### MATERIAL SUPPLIED:
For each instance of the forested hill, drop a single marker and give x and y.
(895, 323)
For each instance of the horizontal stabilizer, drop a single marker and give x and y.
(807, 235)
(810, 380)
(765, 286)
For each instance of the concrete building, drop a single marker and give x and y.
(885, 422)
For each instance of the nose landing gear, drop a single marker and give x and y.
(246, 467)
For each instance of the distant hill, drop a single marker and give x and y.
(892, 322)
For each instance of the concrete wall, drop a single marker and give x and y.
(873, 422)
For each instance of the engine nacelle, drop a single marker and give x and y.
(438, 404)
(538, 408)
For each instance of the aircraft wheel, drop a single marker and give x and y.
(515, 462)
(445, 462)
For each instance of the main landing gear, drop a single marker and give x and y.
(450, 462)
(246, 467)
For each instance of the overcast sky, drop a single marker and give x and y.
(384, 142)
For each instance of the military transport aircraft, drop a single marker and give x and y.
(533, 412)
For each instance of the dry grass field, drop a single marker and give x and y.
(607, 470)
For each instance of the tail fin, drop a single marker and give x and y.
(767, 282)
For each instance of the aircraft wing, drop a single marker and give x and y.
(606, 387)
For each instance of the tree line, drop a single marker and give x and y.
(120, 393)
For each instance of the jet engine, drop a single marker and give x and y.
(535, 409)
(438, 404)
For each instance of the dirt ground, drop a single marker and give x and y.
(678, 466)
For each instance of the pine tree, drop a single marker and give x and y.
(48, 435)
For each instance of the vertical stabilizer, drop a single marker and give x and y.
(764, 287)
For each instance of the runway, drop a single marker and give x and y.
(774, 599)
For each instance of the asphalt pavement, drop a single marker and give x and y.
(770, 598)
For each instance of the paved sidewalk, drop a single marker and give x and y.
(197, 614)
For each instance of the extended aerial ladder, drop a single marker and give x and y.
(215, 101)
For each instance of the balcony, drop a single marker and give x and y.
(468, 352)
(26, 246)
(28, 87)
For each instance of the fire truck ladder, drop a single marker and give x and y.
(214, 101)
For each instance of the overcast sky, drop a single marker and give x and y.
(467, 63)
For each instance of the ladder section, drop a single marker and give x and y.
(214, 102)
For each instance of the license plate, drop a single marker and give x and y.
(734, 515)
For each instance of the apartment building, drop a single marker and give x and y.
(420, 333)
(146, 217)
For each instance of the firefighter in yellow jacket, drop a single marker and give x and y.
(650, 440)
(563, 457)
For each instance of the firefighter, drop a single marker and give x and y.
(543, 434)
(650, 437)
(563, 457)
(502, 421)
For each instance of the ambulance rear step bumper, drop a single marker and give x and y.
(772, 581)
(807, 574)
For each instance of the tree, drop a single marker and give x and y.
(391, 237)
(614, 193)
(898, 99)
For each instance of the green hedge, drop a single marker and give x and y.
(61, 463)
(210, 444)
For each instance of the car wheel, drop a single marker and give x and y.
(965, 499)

### ASSIGNED TASK:
All of the entries above should be output exactly as they are.

### SOLUTION:
For each instance of the forested hill, drop a single marker and give x and y.
(895, 323)
For each instance of the horizontal stabilizer, drop a single marker and give x and y.
(807, 235)
(810, 380)
(765, 286)
For each instance of the concrete building, drop a single marker and give x and y.
(885, 422)
For each instance of the nose landing gear, drop a single marker and give x and y.
(246, 467)
For each instance of the distant hill, drop a single marker and give x and y.
(892, 322)
For each instance of the concrete wall, drop a single marker and give x and y.
(873, 422)
For each instance of the engine nacelle, drop a single marker and give x and y.
(438, 404)
(538, 408)
For each instance of the aircraft wheel, drop a single marker and give x and y.
(515, 462)
(445, 462)
For each instance of the main landing gear, drop a single marker and give x and y.
(450, 462)
(246, 467)
For each instance of the overcast sky, drop a single marker and give x and y.
(384, 142)
For each instance of the military transport aircraft, drop a single marker and give x and y.
(533, 412)
For each instance of the dry grass field, drop a single marker and give x and y.
(607, 470)
For each instance of the tail fin, drop a single marker and give x and y.
(767, 282)
For each instance of the aircraft wing, drop a single marker and give x and y.
(606, 387)
For each instance of the tree line, drop a single marker and give x and y.
(120, 393)
For each instance of the jet engine, drop a single marker and give x and y.
(535, 409)
(438, 404)
For each instance of the dirt ground, drop a single marker and give x and y.
(678, 466)
For each instance of the pine tree, drop a single marker and give x and y.
(48, 435)
For each instance of the vertical stabilizer, drop a single marker and give x and y.
(764, 287)
For each instance of the runway, drop a single marker and give x and y.
(774, 599)
For each instance of the asphalt pavement, drop a single marker and give x and y.
(770, 598)
For each instance of the paved sidewalk, drop a single marker and give x and y.
(197, 614)
For each instance of the extended aerial ladder, drop a single marker and give x and y.
(215, 101)
For each instance of the balcony, drop a single marker and give x and y.
(468, 352)
(26, 246)
(28, 87)
For each instance of the fire truck ladder, drop a single marker and give x and y.
(214, 101)
For each instance of the overcast sky, drop a single marker and give x and y.
(467, 63)
For each instance of the ladder section, drop a single marker and give x and y.
(214, 102)
For each instance of the license plate, drop a single marker and give x and y.
(734, 515)
For each instance of the apartment building, drop a single marker and give x and y.
(420, 333)
(146, 217)
For each instance of the firefighter in yellow jacket, drop a single marker and give x and y.
(650, 440)
(563, 457)
For each instance of the firefighter, drop a single marker and give x and y.
(543, 434)
(650, 437)
(563, 457)
(502, 421)
For each instance of the ambulance rear step bumper, drop a single marker and give x and y.
(772, 581)
(807, 574)
For each instance of the tree, drop a single marker and give x and y.
(391, 237)
(614, 193)
(898, 99)
For each instance of the green hedge, drop a single marker and give x and y.
(61, 463)
(210, 444)
For each instance of the car wheel, drop a single marker and give x and y.
(965, 499)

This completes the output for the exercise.